▶ **BRIEF**
Output as a JSON list of strings, one string per line, everything in the rows from the line containing "Look at the photo above. For every instance of the overcast" down to the line containing "x=830, y=394", both included. Leave out blank lines.
— begin INFORMATION SHOWN —
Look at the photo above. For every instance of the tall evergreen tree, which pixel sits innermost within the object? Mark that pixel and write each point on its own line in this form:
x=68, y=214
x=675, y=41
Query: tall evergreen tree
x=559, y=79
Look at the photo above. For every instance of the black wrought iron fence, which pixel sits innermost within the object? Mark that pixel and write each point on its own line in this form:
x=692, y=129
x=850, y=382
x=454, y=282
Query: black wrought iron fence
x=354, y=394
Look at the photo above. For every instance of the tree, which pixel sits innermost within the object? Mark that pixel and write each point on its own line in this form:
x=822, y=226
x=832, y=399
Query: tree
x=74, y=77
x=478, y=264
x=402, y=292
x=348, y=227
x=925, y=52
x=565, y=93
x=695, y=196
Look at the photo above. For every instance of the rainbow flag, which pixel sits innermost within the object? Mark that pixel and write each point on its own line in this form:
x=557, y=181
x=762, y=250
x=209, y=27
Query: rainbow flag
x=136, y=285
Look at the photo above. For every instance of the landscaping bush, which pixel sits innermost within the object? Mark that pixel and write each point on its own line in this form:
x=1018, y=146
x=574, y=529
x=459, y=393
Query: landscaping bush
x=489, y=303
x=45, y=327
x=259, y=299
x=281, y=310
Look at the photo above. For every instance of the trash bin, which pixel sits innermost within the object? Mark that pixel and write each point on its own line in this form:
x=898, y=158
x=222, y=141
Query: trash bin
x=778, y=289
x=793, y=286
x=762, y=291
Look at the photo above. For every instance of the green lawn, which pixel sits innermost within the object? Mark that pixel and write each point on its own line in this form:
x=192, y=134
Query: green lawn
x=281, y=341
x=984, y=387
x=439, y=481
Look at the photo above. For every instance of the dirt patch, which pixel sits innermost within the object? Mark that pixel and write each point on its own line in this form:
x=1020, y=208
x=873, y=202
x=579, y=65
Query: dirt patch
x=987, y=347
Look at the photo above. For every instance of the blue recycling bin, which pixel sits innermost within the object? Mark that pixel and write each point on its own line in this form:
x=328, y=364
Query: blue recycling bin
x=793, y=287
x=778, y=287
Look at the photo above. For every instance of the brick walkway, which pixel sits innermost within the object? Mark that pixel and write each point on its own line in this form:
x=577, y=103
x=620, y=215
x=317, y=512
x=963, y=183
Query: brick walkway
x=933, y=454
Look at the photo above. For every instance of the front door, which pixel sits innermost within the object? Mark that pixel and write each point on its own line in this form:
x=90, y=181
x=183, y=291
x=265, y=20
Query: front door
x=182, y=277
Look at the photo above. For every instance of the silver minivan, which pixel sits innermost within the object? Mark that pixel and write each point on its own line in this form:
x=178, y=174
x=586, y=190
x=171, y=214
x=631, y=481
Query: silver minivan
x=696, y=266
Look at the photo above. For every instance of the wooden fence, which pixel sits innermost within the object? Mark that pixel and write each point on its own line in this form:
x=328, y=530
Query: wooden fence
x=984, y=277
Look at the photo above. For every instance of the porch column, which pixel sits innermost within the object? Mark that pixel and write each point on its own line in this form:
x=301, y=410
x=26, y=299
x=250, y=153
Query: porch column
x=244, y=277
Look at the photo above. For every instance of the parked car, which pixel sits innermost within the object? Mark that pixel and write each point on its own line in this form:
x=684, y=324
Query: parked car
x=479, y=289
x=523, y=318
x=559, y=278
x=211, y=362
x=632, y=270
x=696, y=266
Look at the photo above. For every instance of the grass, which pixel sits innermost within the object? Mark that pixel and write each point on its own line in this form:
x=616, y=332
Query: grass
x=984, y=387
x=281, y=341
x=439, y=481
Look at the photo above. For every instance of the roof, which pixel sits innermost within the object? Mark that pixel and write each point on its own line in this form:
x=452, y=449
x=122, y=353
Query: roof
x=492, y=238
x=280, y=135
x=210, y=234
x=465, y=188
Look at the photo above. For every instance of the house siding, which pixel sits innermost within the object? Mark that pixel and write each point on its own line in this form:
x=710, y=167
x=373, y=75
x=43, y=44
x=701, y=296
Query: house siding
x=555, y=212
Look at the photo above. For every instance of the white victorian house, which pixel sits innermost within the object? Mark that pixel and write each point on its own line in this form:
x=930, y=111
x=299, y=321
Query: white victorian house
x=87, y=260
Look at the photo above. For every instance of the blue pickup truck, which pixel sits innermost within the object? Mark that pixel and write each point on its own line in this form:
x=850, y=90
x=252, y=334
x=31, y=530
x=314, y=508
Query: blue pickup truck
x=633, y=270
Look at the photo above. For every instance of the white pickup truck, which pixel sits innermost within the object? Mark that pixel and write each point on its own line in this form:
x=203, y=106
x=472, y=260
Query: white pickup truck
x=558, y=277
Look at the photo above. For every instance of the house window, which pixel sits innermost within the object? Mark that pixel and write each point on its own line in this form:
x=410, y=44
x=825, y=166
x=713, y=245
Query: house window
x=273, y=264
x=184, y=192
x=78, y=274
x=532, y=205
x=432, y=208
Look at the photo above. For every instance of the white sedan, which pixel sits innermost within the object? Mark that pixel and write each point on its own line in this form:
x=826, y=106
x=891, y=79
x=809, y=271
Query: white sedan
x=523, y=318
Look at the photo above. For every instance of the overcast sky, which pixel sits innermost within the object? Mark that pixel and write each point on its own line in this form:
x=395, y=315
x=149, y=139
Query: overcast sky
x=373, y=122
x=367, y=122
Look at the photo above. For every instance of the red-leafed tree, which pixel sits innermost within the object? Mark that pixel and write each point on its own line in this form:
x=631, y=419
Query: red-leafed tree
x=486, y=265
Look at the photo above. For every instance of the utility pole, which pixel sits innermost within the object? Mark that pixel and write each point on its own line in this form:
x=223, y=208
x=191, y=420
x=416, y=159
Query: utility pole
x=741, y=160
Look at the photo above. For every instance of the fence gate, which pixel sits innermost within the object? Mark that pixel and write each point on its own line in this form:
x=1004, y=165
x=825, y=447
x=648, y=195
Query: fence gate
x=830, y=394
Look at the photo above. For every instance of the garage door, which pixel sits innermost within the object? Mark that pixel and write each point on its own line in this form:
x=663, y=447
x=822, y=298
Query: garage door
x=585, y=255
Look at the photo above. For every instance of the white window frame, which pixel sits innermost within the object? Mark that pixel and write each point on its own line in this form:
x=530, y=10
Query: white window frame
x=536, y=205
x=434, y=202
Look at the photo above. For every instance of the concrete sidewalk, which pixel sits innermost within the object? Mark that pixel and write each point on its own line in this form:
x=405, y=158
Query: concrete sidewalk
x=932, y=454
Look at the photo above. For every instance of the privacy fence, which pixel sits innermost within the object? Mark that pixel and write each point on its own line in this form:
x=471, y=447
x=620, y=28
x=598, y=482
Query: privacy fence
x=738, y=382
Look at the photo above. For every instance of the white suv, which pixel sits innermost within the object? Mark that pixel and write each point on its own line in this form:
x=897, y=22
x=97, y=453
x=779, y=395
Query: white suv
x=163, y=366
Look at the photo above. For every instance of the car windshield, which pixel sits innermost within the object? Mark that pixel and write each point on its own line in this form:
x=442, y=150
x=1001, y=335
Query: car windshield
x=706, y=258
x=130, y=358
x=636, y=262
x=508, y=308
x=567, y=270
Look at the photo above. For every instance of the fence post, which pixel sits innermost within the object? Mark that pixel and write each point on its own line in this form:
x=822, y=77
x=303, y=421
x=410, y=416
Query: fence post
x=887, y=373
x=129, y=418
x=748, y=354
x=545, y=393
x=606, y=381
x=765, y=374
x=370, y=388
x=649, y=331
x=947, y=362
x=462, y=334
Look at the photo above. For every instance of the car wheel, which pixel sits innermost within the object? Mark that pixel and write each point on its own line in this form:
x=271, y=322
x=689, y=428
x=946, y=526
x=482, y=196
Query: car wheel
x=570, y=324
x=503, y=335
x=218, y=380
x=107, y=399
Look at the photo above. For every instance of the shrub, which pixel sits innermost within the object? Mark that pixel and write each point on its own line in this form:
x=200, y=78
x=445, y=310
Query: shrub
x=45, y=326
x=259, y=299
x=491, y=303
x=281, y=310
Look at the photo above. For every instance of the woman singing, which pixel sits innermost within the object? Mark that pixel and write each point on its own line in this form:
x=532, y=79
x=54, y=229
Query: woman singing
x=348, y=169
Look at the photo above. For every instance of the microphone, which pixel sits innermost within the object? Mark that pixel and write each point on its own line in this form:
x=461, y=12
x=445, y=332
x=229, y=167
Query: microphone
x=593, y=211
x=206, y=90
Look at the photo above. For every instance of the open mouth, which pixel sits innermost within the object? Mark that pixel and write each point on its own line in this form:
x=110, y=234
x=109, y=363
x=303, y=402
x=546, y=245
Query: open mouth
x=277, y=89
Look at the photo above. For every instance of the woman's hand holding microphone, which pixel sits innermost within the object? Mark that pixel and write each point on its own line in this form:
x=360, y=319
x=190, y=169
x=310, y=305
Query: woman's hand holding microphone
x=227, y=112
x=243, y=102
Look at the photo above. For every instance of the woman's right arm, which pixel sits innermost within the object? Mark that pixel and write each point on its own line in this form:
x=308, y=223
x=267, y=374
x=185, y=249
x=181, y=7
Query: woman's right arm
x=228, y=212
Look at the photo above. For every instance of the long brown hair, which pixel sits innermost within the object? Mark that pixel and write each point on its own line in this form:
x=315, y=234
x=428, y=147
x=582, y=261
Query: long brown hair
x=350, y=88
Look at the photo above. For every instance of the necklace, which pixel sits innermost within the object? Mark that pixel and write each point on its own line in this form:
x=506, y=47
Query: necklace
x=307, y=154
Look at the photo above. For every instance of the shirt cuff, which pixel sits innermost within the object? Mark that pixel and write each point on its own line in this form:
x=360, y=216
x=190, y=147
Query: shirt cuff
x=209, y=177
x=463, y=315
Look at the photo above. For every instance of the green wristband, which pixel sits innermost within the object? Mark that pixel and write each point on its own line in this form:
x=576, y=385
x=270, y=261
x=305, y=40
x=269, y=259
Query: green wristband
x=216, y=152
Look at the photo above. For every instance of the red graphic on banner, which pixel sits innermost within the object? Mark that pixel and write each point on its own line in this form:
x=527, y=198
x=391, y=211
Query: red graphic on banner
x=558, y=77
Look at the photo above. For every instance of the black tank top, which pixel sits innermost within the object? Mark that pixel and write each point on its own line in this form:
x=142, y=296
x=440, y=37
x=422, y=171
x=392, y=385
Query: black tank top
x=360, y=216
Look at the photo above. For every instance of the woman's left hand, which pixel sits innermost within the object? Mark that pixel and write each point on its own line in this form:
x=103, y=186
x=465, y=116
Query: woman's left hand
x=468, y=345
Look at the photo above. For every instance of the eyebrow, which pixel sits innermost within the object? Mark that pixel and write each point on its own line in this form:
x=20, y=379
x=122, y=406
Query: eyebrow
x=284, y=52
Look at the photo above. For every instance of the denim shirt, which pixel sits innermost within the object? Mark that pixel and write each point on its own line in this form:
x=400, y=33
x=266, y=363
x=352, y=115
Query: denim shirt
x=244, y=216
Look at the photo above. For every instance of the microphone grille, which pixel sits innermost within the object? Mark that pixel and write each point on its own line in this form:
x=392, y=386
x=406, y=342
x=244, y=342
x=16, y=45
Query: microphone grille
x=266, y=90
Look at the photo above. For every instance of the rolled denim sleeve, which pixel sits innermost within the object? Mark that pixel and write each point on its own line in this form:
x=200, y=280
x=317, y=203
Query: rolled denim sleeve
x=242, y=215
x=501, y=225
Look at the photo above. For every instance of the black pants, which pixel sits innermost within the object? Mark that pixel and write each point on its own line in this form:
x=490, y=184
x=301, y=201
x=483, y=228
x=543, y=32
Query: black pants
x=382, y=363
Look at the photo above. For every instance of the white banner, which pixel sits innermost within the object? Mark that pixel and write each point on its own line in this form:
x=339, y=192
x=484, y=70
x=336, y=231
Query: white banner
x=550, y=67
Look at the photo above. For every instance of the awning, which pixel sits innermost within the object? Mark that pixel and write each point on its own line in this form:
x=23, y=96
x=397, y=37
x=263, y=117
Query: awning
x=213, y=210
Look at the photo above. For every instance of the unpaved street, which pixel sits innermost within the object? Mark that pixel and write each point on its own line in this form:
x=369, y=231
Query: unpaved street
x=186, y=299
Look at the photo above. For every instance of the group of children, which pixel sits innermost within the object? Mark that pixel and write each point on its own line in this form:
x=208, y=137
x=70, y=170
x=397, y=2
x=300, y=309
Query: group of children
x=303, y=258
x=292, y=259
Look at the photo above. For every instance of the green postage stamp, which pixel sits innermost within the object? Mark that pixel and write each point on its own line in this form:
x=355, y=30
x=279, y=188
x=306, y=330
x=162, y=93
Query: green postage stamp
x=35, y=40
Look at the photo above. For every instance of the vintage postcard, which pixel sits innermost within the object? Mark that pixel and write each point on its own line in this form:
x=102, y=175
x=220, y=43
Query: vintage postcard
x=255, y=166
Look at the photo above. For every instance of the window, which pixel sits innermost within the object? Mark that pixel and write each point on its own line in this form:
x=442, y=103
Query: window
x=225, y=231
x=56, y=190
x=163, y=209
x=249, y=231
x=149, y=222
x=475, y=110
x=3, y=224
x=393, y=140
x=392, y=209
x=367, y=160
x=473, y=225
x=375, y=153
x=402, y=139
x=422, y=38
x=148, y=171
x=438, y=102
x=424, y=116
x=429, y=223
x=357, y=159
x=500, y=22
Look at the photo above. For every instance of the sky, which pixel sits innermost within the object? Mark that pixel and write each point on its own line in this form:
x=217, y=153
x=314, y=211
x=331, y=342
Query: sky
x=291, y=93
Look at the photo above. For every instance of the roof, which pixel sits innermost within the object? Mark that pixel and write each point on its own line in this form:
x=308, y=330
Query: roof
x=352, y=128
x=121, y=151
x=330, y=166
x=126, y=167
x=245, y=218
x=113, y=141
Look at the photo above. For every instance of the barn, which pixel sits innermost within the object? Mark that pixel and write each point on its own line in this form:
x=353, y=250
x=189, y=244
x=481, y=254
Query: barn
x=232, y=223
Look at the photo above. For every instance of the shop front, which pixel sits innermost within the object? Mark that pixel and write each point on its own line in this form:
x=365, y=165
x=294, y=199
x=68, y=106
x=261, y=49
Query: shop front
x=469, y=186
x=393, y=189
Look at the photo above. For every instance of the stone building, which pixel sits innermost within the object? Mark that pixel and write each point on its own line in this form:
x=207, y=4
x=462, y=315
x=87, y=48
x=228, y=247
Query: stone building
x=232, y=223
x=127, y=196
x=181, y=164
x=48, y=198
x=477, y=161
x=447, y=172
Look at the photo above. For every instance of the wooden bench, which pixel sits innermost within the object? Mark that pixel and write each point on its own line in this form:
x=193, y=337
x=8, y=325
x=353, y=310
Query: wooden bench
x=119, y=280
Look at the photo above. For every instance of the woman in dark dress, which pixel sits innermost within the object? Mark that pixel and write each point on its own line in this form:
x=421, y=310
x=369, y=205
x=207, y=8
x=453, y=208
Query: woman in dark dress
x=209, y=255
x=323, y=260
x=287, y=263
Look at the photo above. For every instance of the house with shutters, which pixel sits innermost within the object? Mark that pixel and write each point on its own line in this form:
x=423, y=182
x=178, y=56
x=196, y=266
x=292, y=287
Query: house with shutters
— end INFORMATION SHOWN —
▶ **EXPECTED ANSWER**
[
  "Look at the photo above. For every instance of the overcast sky, which pixel sits innermost within the object? Mark that pixel and write each point on its own line in this form:",
  "x=395, y=315",
  "x=149, y=139",
  "Query: overcast sky",
  "x=373, y=122",
  "x=367, y=122",
  "Look at the photo above. For every instance of the red-leafed tree, which pixel sits innermost within the object? Mark that pixel and write each point on its own line in this form:",
  "x=631, y=419",
  "Query: red-leafed tree",
  "x=486, y=265",
  "Look at the photo above. For every instance of the utility pole, which pixel sits innermost within the object? Mark that pixel and write each point on its own line in this form:",
  "x=223, y=208",
  "x=191, y=420",
  "x=416, y=159",
  "Query: utility pole",
  "x=741, y=160",
  "Look at the photo above. For every instance of the fence gate, which pixel sits innermost within the object? Mark that pixel and write each point on its own line in this form:",
  "x=1004, y=165",
  "x=825, y=447",
  "x=648, y=195",
  "Query: fence gate",
  "x=830, y=394"
]